- **DO THIS**
Copy the records below, swapping every "Teacher note" for "Instructor note" and leaving everything else unchanged.
***** GIVEN ENTRIES *****
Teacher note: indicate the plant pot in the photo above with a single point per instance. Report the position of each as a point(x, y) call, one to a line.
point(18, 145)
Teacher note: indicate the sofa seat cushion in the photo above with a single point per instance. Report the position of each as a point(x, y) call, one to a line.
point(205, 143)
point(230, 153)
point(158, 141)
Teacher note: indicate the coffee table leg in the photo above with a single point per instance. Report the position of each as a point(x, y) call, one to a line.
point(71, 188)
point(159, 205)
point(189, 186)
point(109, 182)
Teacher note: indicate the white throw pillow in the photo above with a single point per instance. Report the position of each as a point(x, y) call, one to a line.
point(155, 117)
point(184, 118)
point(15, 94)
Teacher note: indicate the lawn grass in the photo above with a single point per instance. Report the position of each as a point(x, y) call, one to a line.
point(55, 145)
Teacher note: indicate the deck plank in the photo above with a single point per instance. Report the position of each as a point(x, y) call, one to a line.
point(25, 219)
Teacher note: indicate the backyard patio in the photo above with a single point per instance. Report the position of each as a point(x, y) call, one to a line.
*****
- **EXERCISE ANSWER**
Instructor note: indicate the plant pot in the photo above with a single point per instance. Report the position of each as a point(x, y) call, one to a line.
point(18, 145)
Instructor note: indicate the sofa seat cushion in the photo above with a single point per instance. Report the position of each as a point(x, y) call, one to a line.
point(205, 143)
point(230, 153)
point(158, 141)
Instructor note: indicate the coffee table leg in the photo above with a single point per instance. Report the position of each as a point(x, y) call, one to a line.
point(71, 188)
point(159, 205)
point(189, 186)
point(109, 182)
Instructor note: indicate the white throw pillow in the photo above with a single point per instance. Report the position of each as a point(x, y) call, one to a line.
point(155, 117)
point(184, 118)
point(15, 94)
Instructor note: indicate the lawn grass in the photo above with a single point per instance. Report the position of each as a point(x, y) call, one to a line.
point(55, 145)
Instructor note: indicate the deck plank in the photo above with a single point per instance. Report the position of each as a point(x, y) call, one to a line.
point(25, 219)
Instructor note: indicate the backyard patio in the photo above with a single point per instance. Report the position of each as a point(x, y) call, one to a line.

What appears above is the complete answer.